What to do: Show all lines from the data that include the word "shoe".

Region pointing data
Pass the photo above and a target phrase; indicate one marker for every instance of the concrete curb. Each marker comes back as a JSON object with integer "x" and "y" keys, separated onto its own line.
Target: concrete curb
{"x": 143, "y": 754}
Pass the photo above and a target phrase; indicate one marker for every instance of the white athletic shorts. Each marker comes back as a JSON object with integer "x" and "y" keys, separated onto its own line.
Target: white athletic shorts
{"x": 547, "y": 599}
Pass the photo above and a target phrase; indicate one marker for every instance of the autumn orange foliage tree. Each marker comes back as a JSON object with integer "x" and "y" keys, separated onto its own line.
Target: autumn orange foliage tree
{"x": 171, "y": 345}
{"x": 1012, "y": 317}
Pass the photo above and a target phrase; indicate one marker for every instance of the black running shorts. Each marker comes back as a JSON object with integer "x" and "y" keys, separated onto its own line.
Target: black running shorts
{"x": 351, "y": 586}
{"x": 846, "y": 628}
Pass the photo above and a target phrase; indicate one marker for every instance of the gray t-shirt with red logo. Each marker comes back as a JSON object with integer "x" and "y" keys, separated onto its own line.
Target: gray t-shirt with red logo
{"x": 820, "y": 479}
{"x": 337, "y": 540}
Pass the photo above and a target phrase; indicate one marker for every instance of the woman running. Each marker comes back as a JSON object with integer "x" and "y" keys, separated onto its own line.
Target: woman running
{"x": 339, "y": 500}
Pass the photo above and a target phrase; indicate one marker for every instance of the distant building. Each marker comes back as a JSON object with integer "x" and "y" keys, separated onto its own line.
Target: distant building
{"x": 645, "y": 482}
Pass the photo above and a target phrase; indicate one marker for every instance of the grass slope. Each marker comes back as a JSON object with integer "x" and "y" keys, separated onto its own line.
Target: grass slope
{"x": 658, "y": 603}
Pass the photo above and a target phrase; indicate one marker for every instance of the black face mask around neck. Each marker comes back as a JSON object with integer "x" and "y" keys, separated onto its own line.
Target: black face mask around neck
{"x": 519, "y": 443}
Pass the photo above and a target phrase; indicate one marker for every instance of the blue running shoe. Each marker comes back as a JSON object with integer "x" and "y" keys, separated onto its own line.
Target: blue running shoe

Exercise result:
Pass the photo above and a target phrase; indicate one marker for every instance of the blue running shoe. Each marker comes back as a JSON object with integer "x" and "y" keys, separated onto its own line.
Target: blue running shoe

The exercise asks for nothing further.